++++ DATA PROVIDED

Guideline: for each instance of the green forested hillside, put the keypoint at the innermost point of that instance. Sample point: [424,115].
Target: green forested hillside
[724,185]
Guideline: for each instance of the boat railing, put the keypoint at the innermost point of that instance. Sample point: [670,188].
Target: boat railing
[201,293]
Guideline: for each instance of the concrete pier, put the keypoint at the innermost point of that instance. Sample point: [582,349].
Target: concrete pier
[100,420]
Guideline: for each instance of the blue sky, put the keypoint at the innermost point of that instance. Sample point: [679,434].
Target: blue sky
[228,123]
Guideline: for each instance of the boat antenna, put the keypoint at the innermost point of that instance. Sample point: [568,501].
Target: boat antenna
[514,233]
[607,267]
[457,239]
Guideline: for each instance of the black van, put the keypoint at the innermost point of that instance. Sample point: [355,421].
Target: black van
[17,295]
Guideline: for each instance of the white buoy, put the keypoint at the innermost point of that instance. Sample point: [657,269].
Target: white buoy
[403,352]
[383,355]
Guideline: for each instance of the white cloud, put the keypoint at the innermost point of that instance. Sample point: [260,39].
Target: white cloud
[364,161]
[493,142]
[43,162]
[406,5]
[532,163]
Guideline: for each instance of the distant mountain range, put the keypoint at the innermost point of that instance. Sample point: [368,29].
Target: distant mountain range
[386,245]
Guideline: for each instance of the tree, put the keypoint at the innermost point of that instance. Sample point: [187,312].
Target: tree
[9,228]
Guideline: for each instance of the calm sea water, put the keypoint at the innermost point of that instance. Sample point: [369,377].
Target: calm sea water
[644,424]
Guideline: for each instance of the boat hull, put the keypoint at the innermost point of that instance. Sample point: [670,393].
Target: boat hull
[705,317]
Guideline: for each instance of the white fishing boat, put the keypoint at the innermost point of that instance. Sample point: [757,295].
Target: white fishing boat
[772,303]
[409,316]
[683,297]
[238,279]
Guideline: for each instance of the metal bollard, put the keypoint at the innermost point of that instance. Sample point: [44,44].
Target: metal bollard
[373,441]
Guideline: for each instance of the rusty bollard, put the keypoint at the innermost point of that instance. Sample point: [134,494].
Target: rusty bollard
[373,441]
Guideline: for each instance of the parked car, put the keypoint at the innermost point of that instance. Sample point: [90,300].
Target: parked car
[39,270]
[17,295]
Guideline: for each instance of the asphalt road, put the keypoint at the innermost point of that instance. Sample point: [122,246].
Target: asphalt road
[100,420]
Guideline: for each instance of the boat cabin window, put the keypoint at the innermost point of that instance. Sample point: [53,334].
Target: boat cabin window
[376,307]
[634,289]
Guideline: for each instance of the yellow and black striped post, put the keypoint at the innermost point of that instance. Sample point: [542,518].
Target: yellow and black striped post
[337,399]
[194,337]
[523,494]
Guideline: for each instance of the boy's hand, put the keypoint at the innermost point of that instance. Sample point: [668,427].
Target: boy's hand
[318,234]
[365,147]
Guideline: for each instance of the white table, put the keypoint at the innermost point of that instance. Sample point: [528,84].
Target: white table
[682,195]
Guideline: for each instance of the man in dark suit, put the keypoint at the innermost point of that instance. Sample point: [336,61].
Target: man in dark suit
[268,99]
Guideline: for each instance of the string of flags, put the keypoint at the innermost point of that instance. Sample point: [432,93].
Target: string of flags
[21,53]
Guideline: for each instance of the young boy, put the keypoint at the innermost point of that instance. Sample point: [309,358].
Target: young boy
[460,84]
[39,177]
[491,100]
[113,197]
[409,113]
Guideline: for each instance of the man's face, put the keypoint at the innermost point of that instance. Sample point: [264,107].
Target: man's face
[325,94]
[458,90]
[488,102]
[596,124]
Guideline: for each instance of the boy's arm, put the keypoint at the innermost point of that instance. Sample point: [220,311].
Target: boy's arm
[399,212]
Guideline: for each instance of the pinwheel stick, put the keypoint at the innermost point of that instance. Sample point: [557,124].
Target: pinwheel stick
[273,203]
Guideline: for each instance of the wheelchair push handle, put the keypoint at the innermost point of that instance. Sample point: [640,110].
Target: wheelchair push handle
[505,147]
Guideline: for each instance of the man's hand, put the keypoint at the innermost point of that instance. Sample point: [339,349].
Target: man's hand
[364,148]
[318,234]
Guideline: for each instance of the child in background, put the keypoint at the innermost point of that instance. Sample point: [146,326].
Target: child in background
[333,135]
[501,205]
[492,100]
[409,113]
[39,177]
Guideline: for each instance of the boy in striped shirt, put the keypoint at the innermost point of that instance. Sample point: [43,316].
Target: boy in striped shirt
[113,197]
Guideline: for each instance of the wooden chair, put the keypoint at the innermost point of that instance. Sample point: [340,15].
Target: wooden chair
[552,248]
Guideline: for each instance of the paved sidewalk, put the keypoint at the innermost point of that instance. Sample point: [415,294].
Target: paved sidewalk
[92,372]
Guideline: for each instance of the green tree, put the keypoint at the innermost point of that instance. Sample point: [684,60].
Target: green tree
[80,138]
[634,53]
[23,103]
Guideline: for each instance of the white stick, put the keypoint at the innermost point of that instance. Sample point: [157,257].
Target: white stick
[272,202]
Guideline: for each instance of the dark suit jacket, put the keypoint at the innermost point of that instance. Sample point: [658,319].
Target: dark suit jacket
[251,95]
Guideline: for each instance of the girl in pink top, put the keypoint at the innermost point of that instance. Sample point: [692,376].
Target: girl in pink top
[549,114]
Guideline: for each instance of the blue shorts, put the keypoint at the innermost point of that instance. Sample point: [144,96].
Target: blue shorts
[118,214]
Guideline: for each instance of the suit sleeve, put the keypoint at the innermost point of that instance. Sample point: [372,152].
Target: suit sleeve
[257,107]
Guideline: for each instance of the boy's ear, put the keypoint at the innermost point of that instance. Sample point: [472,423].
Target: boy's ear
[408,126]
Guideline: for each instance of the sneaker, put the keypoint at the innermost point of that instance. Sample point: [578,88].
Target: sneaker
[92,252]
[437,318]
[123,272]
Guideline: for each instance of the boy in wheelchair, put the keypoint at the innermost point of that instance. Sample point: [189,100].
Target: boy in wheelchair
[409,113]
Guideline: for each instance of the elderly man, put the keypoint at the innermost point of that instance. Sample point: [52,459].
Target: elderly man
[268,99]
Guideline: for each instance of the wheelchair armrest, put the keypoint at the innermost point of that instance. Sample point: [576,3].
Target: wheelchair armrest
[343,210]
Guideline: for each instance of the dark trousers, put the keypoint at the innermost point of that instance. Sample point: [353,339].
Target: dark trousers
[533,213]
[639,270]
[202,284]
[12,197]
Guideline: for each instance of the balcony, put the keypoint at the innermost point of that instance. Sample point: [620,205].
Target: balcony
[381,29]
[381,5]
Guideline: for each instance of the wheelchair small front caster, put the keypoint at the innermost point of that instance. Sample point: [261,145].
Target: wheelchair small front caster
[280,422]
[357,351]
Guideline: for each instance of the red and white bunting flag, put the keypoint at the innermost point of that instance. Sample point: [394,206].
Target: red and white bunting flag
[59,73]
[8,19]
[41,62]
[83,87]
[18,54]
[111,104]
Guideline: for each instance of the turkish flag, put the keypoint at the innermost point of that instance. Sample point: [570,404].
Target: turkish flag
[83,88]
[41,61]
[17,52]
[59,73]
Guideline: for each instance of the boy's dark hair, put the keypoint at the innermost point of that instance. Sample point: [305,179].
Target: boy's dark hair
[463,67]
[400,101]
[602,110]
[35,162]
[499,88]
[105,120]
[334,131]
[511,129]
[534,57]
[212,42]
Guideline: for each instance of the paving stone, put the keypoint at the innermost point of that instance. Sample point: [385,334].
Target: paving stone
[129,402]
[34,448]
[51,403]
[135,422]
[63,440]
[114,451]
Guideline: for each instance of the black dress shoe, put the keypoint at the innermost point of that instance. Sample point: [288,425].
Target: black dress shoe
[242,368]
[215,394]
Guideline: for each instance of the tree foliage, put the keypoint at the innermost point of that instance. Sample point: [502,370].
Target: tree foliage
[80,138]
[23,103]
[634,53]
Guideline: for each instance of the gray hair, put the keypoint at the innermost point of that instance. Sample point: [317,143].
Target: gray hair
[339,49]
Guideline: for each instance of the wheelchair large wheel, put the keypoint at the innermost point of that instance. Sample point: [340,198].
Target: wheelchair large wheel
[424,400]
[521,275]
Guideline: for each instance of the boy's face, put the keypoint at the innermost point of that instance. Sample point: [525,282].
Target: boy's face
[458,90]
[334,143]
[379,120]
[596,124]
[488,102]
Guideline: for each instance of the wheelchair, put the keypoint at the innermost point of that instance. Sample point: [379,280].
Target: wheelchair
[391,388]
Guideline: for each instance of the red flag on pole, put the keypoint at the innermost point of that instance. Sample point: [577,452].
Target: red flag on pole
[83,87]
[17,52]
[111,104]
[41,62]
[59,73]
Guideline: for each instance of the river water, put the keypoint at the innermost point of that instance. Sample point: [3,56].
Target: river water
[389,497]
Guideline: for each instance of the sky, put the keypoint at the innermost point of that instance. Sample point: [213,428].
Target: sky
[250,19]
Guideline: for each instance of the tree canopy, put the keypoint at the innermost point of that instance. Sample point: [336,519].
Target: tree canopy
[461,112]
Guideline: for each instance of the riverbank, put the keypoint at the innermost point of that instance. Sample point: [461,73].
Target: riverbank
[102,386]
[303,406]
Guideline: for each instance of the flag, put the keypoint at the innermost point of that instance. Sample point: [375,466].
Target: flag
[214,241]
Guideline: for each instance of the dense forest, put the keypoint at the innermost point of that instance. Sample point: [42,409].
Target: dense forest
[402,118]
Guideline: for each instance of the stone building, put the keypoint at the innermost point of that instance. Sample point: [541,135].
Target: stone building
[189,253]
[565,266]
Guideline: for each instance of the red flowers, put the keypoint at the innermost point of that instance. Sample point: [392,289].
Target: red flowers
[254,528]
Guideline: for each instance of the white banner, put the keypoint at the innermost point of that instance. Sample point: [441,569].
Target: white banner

++++++++
++++ DATA PROVIDED

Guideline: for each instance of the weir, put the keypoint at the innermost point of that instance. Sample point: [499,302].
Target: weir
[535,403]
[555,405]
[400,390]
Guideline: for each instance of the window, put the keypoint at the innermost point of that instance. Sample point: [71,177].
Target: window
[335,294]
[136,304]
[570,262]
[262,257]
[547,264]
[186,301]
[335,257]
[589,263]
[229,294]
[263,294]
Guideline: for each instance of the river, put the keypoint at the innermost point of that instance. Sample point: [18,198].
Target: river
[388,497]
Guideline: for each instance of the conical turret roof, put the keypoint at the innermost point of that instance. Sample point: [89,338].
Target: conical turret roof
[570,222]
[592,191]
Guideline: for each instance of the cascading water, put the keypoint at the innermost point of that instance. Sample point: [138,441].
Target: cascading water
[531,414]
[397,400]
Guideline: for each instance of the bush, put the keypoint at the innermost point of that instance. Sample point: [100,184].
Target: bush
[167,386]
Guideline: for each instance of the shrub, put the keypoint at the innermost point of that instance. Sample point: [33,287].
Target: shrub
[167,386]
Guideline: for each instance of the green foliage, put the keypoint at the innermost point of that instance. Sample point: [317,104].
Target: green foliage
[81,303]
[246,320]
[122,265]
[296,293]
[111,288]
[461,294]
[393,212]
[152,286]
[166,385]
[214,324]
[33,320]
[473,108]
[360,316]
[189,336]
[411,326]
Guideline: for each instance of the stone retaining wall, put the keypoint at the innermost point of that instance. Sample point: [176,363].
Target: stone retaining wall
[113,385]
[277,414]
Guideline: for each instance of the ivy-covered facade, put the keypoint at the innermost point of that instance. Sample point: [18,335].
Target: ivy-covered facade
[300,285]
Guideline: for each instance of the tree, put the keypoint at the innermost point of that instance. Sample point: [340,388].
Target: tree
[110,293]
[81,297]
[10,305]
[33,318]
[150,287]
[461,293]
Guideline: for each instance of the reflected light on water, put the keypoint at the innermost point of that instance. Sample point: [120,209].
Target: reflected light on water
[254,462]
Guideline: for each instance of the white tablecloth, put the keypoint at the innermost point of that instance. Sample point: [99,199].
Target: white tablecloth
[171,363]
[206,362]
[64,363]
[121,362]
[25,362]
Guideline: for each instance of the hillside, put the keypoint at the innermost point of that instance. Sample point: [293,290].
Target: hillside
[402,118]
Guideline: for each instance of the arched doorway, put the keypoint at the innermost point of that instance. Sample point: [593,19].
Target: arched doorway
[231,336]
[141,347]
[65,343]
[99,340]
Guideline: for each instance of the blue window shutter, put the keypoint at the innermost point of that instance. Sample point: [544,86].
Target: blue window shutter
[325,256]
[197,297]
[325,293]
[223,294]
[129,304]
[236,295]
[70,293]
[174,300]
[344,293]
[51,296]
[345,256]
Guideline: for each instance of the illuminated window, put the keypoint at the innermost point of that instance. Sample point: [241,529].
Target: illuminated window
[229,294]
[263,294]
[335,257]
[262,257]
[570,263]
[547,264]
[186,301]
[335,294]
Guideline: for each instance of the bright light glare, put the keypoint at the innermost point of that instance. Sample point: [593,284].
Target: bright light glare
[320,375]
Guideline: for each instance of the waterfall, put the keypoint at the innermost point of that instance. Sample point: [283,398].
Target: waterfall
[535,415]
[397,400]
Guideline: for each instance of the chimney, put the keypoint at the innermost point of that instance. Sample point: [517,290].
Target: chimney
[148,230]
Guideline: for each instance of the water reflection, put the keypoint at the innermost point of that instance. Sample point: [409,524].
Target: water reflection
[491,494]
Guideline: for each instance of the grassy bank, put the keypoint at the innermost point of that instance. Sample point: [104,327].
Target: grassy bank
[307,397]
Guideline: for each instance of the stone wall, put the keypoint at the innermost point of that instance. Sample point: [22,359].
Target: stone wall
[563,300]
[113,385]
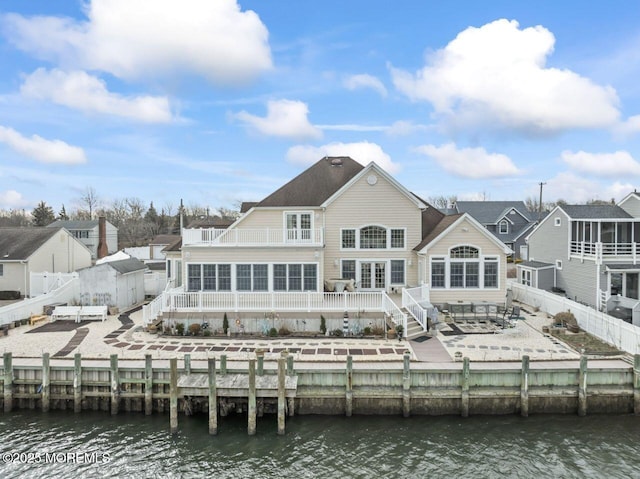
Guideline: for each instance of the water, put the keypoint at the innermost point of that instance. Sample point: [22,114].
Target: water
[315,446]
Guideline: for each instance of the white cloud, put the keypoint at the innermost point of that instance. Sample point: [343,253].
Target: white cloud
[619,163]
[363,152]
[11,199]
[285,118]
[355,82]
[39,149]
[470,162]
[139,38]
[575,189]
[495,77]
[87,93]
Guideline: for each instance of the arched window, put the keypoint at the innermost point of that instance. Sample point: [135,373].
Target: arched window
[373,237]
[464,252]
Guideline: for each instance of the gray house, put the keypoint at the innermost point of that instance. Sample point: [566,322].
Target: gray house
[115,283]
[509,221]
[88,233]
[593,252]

++++++++
++++ DATA PROVIDED

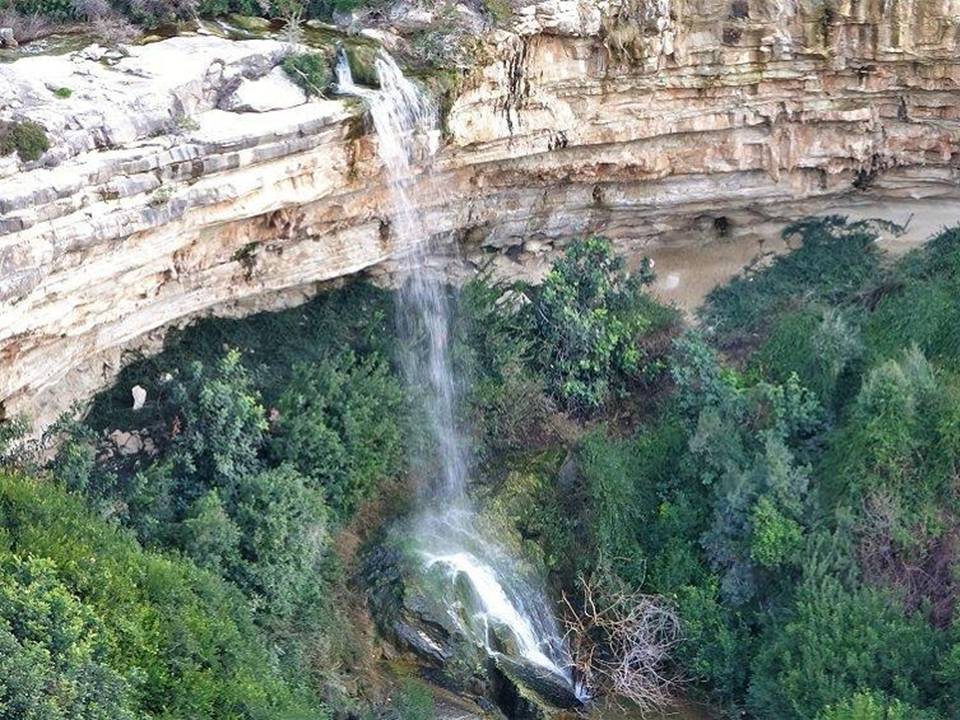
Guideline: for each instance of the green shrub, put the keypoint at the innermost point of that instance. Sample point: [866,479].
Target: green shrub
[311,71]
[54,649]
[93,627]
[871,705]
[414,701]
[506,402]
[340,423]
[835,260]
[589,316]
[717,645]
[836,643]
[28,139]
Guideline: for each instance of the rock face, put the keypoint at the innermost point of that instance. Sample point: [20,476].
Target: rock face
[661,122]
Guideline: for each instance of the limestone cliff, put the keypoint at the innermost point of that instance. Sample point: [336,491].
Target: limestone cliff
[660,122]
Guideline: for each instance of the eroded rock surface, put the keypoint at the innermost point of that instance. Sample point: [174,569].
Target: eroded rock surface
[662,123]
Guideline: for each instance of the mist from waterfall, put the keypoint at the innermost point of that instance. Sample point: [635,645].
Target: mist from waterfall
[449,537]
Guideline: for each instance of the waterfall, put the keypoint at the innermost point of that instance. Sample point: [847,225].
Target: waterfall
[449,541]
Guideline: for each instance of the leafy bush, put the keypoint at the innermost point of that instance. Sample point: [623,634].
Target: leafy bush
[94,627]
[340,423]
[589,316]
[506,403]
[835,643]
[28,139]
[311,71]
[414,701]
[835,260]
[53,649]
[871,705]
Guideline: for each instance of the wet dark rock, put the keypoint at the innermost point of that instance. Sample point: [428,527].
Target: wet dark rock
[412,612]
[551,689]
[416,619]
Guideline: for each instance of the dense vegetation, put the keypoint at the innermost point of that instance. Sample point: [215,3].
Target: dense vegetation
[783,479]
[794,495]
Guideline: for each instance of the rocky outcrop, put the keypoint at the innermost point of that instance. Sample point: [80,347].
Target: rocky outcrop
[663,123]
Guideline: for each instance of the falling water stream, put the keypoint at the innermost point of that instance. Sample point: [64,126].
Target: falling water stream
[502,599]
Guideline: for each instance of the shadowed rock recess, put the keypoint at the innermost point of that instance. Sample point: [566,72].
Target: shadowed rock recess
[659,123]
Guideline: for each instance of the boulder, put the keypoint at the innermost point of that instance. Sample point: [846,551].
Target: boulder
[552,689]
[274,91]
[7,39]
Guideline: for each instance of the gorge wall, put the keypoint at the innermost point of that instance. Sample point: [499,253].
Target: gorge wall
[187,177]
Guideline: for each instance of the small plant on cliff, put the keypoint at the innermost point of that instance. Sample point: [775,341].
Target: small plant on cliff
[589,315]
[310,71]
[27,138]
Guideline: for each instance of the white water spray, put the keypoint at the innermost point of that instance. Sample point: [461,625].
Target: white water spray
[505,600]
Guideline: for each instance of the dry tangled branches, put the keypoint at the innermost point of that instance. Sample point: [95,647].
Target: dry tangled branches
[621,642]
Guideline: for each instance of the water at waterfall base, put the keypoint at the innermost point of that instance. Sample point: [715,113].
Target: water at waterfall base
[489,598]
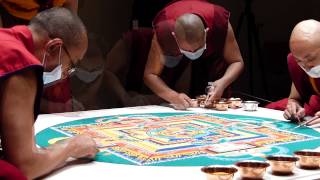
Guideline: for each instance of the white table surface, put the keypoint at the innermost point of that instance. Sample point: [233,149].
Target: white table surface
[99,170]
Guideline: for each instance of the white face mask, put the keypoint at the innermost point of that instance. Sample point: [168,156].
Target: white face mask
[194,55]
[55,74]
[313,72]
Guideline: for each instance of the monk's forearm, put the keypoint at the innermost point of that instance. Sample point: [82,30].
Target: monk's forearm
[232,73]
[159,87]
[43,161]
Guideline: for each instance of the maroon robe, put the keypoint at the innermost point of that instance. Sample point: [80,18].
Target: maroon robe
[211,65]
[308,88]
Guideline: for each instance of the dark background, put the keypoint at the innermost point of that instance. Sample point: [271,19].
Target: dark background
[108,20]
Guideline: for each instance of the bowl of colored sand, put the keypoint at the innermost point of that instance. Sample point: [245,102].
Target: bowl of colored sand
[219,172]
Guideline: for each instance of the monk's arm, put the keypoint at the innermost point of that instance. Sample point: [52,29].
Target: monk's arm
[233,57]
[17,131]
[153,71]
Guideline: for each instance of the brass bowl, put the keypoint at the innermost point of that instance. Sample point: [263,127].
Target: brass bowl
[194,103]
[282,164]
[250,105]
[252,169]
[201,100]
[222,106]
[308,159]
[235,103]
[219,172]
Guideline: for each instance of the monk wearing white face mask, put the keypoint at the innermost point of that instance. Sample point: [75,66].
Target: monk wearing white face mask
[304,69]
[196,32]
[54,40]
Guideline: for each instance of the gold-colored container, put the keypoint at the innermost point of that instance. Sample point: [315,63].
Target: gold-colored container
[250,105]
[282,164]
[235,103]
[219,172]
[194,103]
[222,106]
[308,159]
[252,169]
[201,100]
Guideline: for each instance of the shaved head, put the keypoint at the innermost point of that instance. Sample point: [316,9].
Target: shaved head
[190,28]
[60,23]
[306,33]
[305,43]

++++++++

## WHAT YOU NEED TO DO
Find every line in the items above that contains the word "from" and copy each of those lines in full.

## RESULT FOR THIS EXERCISE
Guideline: for each instance of the mist from waterfall, put the keypoint at the innermost point of that instance. Sample point: [635,645].
Target: mist from waterfall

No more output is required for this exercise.